* 本文抜粋 *
──────────────────────────────

構成がシンプルなのでアレンジも基本的にはシンプル。
(デモを作ってる時、普通に一番二番間奏サビアウトロって
作っていったら8分近くなってて、こりゃ長い!と二番を丸ごと削った
結果、歌詞のストーリー的にもちょうど良くなったと思う)
なのでベーシックを録るのはあまり不安要素はなかった。
(ベーシックというのは基本的な4人だけの音、という意味合いで俺らは使っている)
その上でレコーディングではかなりギターダビングを凝った。
ベーシックがシンプルなので
逆にやりたいことがどんどん浮かんできて
結果それを全部やる、という
井上さんの神がかったミックスで全てが在るべき場所に収まった感がある。
頭のディレイ操縦から始まって
最後サビは展開するにつれてどんどんギターが増えていく。
最後サビ2回し目からはパッドぽくアーウーハモまで入ってきて
(歌メロに歌詞の通りハモるハモりを字ハモ
あまりメロディにそわずアーとかウーとかいうコーラスをアーウーハモと呼ぶ
木漏れ陽の最後とかもアーウーハモですね)
冒頭の揺らいでる感じのギターもまた
いつの間にか入ってきてて最後それが残って終わる。
最後の方、壮のアルペジオがチェンバロみたいな音に聴こえるんだけど
なんかしたんだっけかなあ…?
んー多分これは井上さんがミックスの時になんかしてくれたんだろうなあ。
Aメロのアコースティックギターは
確か壮のマーチン(結構高い)を使ったんだと思う。
俺のアコギこんなキラキラした音でない。。
当時、壮が一本くらい良いアコギが欲しい、と
でも弾き語りをするわけでもなく
買ったもののそんなに出番がないので
出番のチャンスとあらば割と俺にも弾きたがらせた。

──────────────────────────────

* 課題 *
レコーディングについての本文抜粋で、書き手が括弧の中で意味を説明している用語をすべて挙げ、それぞれの意味を添えよ。 ここにある行は参照しなくてかまわない。

──────────────────────────────

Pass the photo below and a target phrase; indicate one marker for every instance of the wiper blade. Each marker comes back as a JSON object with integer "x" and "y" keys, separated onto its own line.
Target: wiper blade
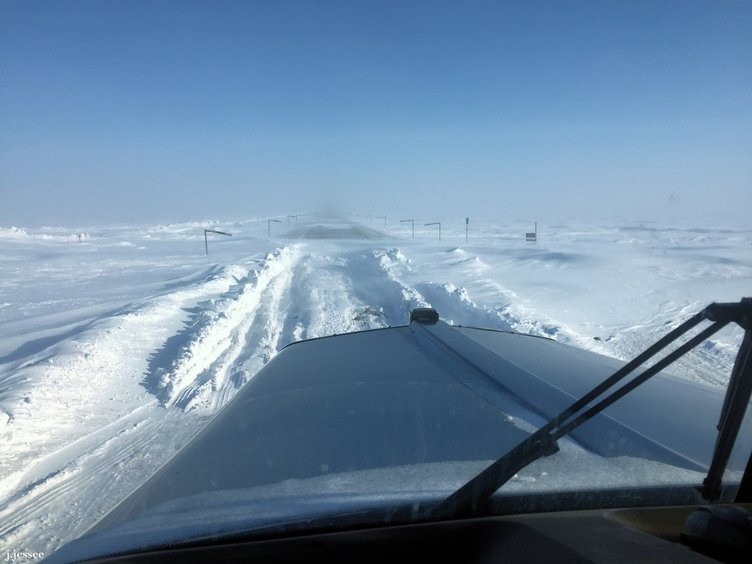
{"x": 471, "y": 498}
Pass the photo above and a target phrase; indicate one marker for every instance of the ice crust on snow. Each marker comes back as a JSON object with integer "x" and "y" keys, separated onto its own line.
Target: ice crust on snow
{"x": 114, "y": 351}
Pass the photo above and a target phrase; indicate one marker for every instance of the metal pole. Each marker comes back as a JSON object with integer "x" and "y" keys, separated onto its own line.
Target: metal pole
{"x": 412, "y": 221}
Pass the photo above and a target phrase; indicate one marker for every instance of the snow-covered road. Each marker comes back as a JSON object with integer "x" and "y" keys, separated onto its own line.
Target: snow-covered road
{"x": 115, "y": 350}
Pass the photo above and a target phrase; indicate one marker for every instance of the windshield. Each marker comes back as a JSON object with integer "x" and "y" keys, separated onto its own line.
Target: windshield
{"x": 187, "y": 188}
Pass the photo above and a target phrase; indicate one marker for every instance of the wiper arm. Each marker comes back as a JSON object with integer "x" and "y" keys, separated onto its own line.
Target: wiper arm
{"x": 471, "y": 498}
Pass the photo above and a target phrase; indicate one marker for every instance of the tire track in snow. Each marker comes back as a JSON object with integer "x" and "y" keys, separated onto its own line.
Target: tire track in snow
{"x": 213, "y": 343}
{"x": 50, "y": 512}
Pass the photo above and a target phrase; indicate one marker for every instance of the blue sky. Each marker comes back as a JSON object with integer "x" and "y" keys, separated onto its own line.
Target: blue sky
{"x": 123, "y": 111}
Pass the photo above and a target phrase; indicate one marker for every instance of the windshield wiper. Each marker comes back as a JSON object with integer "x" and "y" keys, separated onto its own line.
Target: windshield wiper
{"x": 471, "y": 498}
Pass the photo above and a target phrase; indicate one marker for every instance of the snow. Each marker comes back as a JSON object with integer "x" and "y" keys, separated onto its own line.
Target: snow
{"x": 118, "y": 345}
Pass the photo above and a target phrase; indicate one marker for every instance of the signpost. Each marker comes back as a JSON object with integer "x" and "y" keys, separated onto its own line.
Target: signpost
{"x": 206, "y": 240}
{"x": 412, "y": 221}
{"x": 435, "y": 223}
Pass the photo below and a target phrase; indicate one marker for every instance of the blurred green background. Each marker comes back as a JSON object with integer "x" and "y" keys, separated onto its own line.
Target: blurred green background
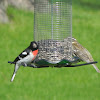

──────────────────────────────

* 回答 *
「ベーシック」は、基本的な4人だけの音という意味だ。
「字ハモ」は、歌メロに歌詞の通りハモるハモりのことだ。
「アーウーハモ」は、あまりメロディにそわずアーとかウーとかいうコーラスのことだ。